(Collected data entries)
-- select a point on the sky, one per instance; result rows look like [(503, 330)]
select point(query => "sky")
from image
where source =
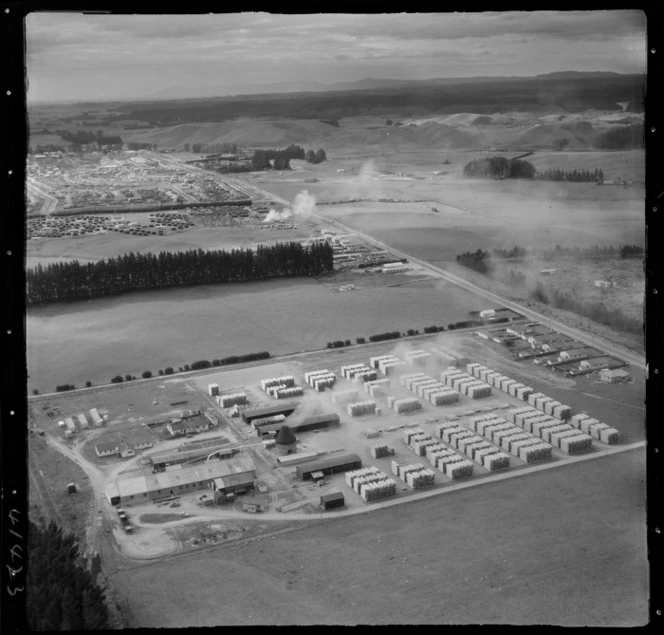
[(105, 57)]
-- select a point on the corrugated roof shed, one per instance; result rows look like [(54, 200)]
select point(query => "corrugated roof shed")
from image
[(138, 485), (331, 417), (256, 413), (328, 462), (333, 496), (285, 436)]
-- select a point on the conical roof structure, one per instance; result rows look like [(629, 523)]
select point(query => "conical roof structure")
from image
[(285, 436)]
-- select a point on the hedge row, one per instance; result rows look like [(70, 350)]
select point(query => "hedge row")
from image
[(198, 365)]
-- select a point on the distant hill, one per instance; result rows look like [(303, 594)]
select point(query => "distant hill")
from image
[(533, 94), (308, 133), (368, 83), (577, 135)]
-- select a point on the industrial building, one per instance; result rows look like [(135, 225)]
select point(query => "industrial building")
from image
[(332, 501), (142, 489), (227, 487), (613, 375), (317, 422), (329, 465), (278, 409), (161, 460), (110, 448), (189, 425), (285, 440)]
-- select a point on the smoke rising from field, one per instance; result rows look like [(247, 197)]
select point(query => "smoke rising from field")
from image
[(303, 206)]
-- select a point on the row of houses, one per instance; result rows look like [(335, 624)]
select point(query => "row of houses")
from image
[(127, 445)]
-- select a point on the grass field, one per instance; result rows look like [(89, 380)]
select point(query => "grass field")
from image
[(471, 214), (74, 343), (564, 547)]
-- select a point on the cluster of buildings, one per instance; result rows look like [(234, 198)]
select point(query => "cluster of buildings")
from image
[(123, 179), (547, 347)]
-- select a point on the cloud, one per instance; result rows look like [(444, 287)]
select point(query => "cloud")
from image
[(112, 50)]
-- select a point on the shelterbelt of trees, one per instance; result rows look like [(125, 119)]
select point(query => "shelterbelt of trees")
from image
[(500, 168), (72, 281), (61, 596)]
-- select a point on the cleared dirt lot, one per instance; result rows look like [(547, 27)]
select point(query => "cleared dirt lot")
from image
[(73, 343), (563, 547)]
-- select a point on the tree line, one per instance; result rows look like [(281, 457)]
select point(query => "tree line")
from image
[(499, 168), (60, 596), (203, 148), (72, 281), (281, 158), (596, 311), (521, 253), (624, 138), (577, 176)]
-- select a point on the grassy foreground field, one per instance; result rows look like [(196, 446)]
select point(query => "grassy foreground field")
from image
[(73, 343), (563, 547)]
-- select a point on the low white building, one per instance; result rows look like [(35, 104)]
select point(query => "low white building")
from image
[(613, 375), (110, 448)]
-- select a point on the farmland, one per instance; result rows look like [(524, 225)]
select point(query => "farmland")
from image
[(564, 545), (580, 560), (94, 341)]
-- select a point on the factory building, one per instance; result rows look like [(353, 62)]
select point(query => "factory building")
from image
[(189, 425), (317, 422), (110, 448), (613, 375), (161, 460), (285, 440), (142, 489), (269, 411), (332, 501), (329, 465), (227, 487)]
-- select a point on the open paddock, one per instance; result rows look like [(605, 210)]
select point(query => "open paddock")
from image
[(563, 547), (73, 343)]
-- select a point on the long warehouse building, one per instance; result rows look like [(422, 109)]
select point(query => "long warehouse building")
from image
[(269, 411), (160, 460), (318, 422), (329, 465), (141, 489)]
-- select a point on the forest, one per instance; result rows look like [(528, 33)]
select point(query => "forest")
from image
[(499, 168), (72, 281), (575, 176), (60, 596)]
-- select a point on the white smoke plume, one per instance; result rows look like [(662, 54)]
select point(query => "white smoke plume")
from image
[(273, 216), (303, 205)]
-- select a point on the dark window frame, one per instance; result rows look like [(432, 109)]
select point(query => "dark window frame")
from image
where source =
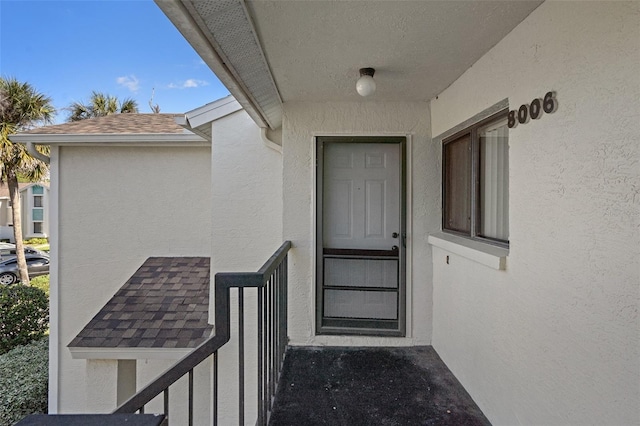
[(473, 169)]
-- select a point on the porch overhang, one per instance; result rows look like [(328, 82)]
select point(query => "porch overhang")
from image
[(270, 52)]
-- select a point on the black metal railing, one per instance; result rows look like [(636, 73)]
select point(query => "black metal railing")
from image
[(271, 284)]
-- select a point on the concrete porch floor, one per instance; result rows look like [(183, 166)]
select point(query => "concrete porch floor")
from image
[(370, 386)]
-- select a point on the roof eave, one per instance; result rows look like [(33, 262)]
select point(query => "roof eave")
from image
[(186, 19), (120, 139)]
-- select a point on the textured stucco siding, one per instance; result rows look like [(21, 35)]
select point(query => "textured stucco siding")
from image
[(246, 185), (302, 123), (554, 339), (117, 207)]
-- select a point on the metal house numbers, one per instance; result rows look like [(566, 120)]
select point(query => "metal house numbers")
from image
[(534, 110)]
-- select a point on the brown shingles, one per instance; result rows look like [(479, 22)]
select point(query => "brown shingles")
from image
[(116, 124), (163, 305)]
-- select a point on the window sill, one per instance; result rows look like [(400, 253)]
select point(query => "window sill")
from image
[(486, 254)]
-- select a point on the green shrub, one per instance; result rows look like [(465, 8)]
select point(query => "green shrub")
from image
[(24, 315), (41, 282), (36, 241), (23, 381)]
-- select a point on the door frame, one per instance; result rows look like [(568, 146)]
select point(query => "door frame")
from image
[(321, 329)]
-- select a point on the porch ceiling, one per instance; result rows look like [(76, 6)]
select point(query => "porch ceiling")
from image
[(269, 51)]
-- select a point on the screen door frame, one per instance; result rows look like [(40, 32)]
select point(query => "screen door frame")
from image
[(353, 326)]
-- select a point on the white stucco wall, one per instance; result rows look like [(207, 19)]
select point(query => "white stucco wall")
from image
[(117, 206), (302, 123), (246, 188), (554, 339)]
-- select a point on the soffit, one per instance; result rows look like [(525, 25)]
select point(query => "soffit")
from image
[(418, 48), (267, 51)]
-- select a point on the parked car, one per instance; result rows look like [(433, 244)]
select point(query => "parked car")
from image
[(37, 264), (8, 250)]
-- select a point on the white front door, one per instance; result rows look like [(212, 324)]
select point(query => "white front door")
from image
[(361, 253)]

Requirement
Set the records down again precisely, skipping every image.

Output for this task
-- select a point on the sky, one per instance; result rows look like [(503, 330)]
select point(query => "sky")
from image
where source =
[(105, 57)]
-- select a point on the corrugated roof shed, one per instance; result rows look like [(54, 200)]
select point(query => "corrugated roof shed")
from image
[(138, 485), (331, 417), (256, 413), (328, 462), (333, 496), (285, 436)]
-- select a point on the conical roof structure, one per instance; result rows look like [(629, 523)]
select point(query => "conical roof structure")
from image
[(285, 436)]
-- select a point on the hedge row, one per instance; result rows look like [(70, 350)]
select point(query => "hedge row")
from image
[(198, 365)]
-- select a point on the distant hill, one per instance; result rows look like [(303, 594)]
select point(query => "distant hill")
from image
[(533, 94), (308, 133), (368, 83), (577, 135)]
-- select a point on the industrial building, one per instance; result rows look like [(135, 225)]
select point(query => "industrial building")
from image
[(332, 501), (142, 489), (227, 487), (613, 375), (317, 422), (329, 465), (278, 409), (161, 460), (110, 448), (189, 425), (285, 440)]
-- select a point on the smoke rising from field, one per instance; result rows look like [(247, 197)]
select point(query => "smoke rising from field")
from image
[(303, 206)]
-- select a point on the row of houses, one per instance; result rows look like [(335, 624)]
select point(query => "row of houses")
from image
[(127, 445)]
-- select a point on the grass field, one per instance; result rows look like [(89, 380)]
select point(query => "grass field")
from image
[(471, 214), (74, 343), (564, 547)]
-- select a point on the cluster of buildings, one per instance; result rows look like [(234, 198)]
select point(query => "cluster of buildings")
from image
[(123, 179), (547, 347)]
-- select a point on the cloud, one per instance; result rows look like [(444, 287)]
select point(query => "cloud")
from image
[(112, 50)]
-- select a point on the shelterbelt of trees, one per instance; result rows look like [(125, 119)]
select point(query => "shelterbelt of trees")
from image
[(500, 168), (72, 281), (61, 596)]
-- select a point on the cleared dirt lot, one per instance; result rows look like [(547, 27)]
select point(query => "cleared dirt lot")
from image
[(73, 343), (563, 547)]
-- select a point on the tree line, one per instance; result rows look like [(281, 457)]
select point(query => "tree line")
from image
[(499, 168), (60, 596), (203, 148), (72, 281), (281, 158), (596, 311), (521, 253), (624, 138), (577, 176)]
-- select a point on the grassy foreground field, one per instance; result rows look like [(196, 446)]
select point(query => "grassy foreground field")
from image
[(73, 343), (563, 547)]
-- select a point on the low white building, one per instance; result rows look like [(35, 104)]
select point(query => "low white building")
from image
[(613, 375), (110, 448)]
-- select a point on the farmland, one per instance; result rows look like [(524, 225)]
select point(query => "farmland")
from image
[(564, 545), (580, 560), (94, 341)]
-- select a point on the factory building, one per instance; result rows look like [(353, 62)]
select point(query => "factory building")
from image
[(189, 425), (317, 422), (110, 448), (613, 375), (161, 460), (285, 440), (142, 489), (269, 411), (332, 501), (329, 465), (227, 487)]
-- select a point on the open paddock, one per instance; result rows look like [(605, 210)]
select point(query => "open paddock")
from image
[(563, 547), (73, 343)]
-- select a point on the long warehouse building, one per instance; result rows look like [(422, 109)]
select point(query => "long warehouse building")
from image
[(269, 411), (160, 460), (318, 422), (329, 465), (141, 489)]
-- select a point on the forest, one per instance; result rows look like [(528, 33)]
select point(query => "forest")
from image
[(499, 168), (72, 281), (575, 176), (60, 596)]
-- select a point on the white smoke plume, one per instance; result rows look like [(662, 54)]
select point(query => "white smoke plume")
from image
[(273, 216), (303, 205)]
-- select a point on the dark window frame, one per instance; result rows look like [(432, 109)]
select point(query => "dark window frame")
from image
where source =
[(473, 169)]
-- select a point on the porch overhang, one per instance; result rows look like [(328, 82)]
select point(query => "porch overhang")
from image
[(270, 52)]
-- select a point on the black metal railing, one per instance; result rows look like [(636, 73)]
select point(query => "black metal railing")
from image
[(271, 284)]
-- select a point on the concrete porch floor, one per instance; result rows look like [(183, 166)]
select point(query => "concrete porch floor")
from image
[(370, 386)]
-- select a point on the roof eave, one per instance; result rows look like [(33, 262)]
select point(query => "roof eave")
from image
[(186, 19), (120, 139)]
-- select a point on the textured stucco siding, one per instance; result rows look like [(21, 35)]
select point(query => "textured stucco siding")
from image
[(246, 185), (302, 123), (554, 339), (117, 207)]
-- select a point on the metal house numbers, one per instance; result rows look like [(566, 120)]
select point(query => "metal house numbers")
from image
[(534, 110)]
-- select a point on the brown shingles, one per instance; result rows look like [(479, 22)]
select point(query => "brown shingles")
from image
[(116, 124), (163, 305)]
-- select a point on the window sill, one per instance; result rows look like [(400, 253)]
select point(query => "window sill")
from image
[(486, 254)]
-- select a point on the green shrub, one per instance; result rows look like [(465, 8)]
select point(query => "green shrub")
from image
[(24, 315), (41, 282), (36, 241), (23, 381)]
-- select a point on the door frame, one per instance; result rows look like [(568, 146)]
select point(query => "door frame")
from image
[(321, 329)]
-- select a point on the porch ceiling, one per instance; result rows look like [(76, 6)]
select point(query => "porch ceiling")
from image
[(269, 51)]
-- select a point on the screen door frame, one per instance; result rows look like [(40, 32)]
select point(query => "screen door frame")
from image
[(353, 326)]
-- select a point on the white stucco wall, one per instance; result rows look like [(207, 19)]
select point(query => "white stucco wall")
from image
[(117, 206), (302, 123), (246, 188), (554, 339)]
-- select a point on the soffit, one per instance; result rows look like [(525, 25)]
select point(query => "soffit")
from image
[(418, 48), (267, 51)]
-- select a point on the parked car, one per instance; result rows look like [(433, 244)]
select point(query => "parked car")
from image
[(37, 264), (8, 250)]
-- select a point on the white front door, one per instance; result rows look like [(212, 324)]
select point(query => "white front door")
from image
[(361, 253)]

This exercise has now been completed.